REQUIRED WORK:
Can you render the listing below as a JSON list of strings, with one string for each line and blank lines omitted?
— START —
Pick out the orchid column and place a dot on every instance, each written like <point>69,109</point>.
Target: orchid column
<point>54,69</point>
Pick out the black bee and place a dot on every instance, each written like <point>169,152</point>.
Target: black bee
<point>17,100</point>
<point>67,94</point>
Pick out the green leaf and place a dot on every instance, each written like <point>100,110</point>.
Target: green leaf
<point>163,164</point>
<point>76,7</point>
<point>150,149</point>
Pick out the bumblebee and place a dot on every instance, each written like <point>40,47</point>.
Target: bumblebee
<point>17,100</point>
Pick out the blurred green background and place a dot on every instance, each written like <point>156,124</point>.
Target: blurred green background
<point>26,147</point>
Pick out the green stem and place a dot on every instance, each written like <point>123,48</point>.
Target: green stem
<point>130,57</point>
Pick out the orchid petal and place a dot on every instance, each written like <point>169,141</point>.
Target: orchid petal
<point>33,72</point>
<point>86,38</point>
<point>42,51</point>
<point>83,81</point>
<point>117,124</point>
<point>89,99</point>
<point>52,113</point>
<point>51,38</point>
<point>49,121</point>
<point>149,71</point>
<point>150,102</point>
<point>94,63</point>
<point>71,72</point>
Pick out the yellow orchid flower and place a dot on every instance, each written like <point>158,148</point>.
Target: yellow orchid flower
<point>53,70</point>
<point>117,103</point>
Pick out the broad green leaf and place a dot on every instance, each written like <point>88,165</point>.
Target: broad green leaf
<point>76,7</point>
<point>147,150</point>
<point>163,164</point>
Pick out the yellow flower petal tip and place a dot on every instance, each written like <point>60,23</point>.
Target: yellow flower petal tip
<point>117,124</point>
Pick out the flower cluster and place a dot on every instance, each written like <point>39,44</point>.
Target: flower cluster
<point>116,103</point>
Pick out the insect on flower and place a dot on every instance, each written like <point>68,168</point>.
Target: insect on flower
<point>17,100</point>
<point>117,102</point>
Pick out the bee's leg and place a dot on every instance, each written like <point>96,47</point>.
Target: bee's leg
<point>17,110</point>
— END —
TASK ANSWER:
[
  "Pick out the orchid column and place a dot on every instance, each written like <point>69,109</point>.",
  "Target: orchid column",
  "<point>54,69</point>",
  "Pick out the black bee and place a dot on every instance, each written like <point>169,152</point>.",
  "Target: black bee",
  "<point>17,100</point>",
  "<point>67,94</point>",
  "Pick out the green leaf and place a dot on every instance, each written like <point>100,110</point>.",
  "Target: green leaf",
  "<point>163,164</point>",
  "<point>76,7</point>",
  "<point>150,149</point>",
  "Pick out the bumblebee and place a dot on every instance, each written like <point>40,47</point>.",
  "Target: bumblebee",
  "<point>17,100</point>",
  "Pick out the blurred green background and place a dot on every instance, each written like <point>156,124</point>.",
  "Target: blurred green background",
  "<point>26,147</point>",
  "Pick out the green stem and place a dot on every instance, each written like <point>123,48</point>.",
  "Target: green stem",
  "<point>130,57</point>",
  "Pick out the orchid petal and place a dot on every instance, each written like <point>169,141</point>.",
  "Target: orchid petal",
  "<point>33,72</point>",
  "<point>86,38</point>",
  "<point>42,51</point>",
  "<point>83,81</point>",
  "<point>117,124</point>",
  "<point>89,99</point>",
  "<point>52,113</point>",
  "<point>51,38</point>",
  "<point>49,121</point>",
  "<point>149,71</point>",
  "<point>150,102</point>",
  "<point>94,63</point>",
  "<point>71,72</point>",
  "Pick out the yellow orchid flower and place a dot on every instance, each written like <point>158,148</point>.",
  "Target: yellow orchid flower",
  "<point>53,70</point>",
  "<point>117,103</point>",
  "Pick out the broad green leaf and place a dot on every instance, each written like <point>88,165</point>.",
  "Target: broad green leaf",
  "<point>76,7</point>",
  "<point>147,150</point>",
  "<point>163,164</point>",
  "Pick out the yellow flower petal tip and place a dot on every instance, each written like <point>60,23</point>.",
  "Target: yellow flower petal tip",
  "<point>117,124</point>",
  "Pick out the flower cluster and place a dot on every instance, each written like <point>39,44</point>.",
  "Target: flower cluster",
  "<point>116,103</point>",
  "Pick out the insect on flower and place a dot on every instance, each written like <point>68,168</point>.",
  "Target: insect on flower",
  "<point>17,100</point>",
  "<point>117,102</point>",
  "Pick out the bee's leg and place a dot on every instance, each written like <point>96,47</point>.",
  "Target: bee's leg",
  "<point>17,110</point>"
]